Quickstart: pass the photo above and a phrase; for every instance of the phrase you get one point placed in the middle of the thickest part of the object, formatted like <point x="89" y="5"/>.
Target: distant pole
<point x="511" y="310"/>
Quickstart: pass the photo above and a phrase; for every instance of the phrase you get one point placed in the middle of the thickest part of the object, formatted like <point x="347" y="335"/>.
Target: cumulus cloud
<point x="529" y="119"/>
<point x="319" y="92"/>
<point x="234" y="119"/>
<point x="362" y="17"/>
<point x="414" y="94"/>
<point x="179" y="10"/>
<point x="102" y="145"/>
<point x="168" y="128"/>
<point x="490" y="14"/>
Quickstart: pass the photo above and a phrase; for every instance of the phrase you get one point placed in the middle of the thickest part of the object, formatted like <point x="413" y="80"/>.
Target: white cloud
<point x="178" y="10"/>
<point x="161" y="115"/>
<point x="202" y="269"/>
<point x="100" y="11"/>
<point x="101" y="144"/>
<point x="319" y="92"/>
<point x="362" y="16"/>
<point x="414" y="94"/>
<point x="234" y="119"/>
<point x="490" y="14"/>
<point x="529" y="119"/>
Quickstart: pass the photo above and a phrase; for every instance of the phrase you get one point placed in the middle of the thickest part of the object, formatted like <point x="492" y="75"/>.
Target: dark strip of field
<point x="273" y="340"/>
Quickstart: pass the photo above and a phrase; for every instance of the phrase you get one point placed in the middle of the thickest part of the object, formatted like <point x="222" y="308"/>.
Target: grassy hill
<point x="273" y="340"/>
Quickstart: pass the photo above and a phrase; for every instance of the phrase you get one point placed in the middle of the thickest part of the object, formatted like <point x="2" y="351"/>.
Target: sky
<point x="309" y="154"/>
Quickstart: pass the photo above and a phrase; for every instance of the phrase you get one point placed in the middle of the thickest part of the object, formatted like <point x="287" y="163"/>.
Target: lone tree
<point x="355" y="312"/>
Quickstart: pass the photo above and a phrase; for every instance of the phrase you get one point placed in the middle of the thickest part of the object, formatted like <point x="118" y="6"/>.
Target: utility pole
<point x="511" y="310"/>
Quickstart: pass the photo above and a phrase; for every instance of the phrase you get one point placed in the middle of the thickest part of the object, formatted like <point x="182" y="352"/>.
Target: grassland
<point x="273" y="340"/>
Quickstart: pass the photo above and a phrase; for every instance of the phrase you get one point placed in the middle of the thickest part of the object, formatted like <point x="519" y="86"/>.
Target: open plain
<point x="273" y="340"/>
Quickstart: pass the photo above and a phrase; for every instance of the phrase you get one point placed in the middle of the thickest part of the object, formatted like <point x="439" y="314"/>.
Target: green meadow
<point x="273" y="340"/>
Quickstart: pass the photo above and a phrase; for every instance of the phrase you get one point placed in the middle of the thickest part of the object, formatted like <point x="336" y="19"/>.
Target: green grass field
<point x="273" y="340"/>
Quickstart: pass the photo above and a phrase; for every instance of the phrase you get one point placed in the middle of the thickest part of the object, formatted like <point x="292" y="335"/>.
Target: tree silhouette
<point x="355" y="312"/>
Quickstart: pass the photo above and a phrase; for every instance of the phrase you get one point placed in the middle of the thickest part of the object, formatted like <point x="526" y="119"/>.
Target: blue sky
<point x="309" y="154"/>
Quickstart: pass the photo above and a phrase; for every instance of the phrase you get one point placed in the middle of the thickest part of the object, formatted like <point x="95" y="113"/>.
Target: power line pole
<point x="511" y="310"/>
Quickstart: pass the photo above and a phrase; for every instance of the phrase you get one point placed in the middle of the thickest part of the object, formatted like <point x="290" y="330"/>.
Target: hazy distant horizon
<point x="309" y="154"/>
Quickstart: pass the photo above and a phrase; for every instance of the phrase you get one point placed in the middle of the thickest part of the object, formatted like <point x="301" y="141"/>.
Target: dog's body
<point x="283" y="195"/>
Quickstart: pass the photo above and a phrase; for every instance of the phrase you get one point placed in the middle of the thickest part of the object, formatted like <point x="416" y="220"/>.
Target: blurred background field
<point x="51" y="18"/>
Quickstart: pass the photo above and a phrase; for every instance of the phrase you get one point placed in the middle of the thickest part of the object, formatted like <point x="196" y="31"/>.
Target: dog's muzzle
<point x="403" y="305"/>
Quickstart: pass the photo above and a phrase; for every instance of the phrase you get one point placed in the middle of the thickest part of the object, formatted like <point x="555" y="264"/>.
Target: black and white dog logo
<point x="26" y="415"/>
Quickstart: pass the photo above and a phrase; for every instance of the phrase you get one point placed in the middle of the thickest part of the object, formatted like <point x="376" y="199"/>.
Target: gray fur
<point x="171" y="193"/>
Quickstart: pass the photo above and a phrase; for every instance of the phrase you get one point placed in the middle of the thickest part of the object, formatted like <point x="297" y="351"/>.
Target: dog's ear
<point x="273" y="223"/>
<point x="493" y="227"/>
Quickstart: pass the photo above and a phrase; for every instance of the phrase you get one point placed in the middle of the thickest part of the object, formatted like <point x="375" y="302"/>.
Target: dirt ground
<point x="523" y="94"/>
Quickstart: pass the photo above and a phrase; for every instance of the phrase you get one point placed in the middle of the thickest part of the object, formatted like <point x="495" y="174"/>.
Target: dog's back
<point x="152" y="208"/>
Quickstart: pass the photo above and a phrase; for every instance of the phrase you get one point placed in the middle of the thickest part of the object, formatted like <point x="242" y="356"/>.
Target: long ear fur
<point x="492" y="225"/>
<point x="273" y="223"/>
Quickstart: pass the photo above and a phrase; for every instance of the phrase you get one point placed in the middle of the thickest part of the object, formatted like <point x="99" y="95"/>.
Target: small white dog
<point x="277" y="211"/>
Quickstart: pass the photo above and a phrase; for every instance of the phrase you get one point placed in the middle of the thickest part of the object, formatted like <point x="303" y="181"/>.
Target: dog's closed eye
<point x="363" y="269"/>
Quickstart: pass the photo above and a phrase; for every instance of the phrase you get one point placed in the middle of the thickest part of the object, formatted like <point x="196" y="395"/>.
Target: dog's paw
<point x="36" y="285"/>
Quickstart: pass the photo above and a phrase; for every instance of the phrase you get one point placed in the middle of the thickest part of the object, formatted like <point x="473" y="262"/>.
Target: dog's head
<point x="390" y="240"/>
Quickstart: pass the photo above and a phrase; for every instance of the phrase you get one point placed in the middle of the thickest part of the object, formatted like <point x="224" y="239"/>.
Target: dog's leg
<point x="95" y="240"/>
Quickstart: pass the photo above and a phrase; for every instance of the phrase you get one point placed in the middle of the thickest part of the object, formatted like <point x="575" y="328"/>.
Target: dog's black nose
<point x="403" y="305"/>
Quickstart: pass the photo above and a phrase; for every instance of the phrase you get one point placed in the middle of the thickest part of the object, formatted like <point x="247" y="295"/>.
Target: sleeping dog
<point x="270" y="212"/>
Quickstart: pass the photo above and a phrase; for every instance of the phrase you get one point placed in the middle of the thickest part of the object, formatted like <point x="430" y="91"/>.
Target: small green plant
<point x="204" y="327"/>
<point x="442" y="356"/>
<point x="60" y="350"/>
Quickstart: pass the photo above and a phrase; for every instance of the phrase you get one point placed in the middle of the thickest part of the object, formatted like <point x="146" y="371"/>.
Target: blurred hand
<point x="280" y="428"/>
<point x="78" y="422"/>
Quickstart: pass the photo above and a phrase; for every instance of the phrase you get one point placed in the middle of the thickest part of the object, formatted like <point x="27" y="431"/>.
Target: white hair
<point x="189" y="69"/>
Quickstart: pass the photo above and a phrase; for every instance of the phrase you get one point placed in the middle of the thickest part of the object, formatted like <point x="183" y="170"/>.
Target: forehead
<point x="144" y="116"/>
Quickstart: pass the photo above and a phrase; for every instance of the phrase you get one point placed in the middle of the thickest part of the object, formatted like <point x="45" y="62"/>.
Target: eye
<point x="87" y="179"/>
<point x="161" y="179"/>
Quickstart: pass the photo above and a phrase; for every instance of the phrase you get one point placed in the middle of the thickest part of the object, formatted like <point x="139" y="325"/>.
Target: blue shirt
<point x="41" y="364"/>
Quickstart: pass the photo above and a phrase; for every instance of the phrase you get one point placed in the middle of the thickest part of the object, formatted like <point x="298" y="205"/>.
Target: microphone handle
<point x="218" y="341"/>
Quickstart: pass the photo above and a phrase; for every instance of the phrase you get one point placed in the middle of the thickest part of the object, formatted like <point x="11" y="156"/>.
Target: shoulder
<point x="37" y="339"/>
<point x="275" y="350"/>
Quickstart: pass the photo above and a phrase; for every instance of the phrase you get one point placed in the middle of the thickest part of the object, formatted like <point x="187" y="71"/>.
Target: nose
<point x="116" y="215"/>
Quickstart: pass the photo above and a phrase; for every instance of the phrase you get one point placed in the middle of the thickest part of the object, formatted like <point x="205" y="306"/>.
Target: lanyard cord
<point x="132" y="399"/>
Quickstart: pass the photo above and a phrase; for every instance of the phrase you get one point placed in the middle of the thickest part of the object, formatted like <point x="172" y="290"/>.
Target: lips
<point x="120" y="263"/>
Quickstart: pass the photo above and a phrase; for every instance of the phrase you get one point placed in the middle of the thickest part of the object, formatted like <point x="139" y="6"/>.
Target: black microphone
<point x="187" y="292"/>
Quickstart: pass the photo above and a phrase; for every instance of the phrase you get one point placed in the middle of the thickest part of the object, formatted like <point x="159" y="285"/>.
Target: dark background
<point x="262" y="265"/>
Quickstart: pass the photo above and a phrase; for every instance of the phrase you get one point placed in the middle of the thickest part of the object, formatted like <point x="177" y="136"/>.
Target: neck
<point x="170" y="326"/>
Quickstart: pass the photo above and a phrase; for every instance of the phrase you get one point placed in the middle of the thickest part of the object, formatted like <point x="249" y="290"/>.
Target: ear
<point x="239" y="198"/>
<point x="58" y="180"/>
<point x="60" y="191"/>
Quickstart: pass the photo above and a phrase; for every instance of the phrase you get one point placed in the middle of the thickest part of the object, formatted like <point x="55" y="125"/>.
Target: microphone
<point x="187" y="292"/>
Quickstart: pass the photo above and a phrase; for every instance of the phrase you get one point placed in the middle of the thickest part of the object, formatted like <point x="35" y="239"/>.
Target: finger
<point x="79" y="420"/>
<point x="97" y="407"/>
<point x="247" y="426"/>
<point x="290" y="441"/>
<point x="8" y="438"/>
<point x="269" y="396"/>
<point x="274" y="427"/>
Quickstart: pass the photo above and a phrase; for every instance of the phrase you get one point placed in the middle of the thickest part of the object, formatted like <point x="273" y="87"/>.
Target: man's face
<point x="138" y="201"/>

__________________________________________________

Only the lines from the one containing "Target: neck" through the last line of the entries above should be copied, exactly as written.

Target: neck
<point x="170" y="326"/>
Quickstart: pass the photo above and a phrase; for every instance of the phrase you get one point placed in the middle of the thickest part of the object, formatted like <point x="249" y="290"/>.
Target: ear
<point x="239" y="198"/>
<point x="58" y="180"/>
<point x="60" y="191"/>
Quickstart: pass the photo above and a phrase; for every instance of the phrase you get one point placed in the middle of the thickest part of the object, formatted like <point x="55" y="125"/>.
Target: microphone
<point x="187" y="292"/>
Quickstart: pass the photo above and a phrase; for every instance of the phrase you get one point placed in the middle of the thickest part of the object, formatted like <point x="35" y="239"/>.
Target: finger
<point x="79" y="420"/>
<point x="97" y="407"/>
<point x="247" y="426"/>
<point x="290" y="441"/>
<point x="8" y="438"/>
<point x="269" y="396"/>
<point x="274" y="427"/>
Quickstart: pass the photo above and a phrase; for every instance of the phrase you get one point placed in the middle of the thickest part of the object, formatted like <point x="273" y="87"/>.
Target: man's face
<point x="138" y="201"/>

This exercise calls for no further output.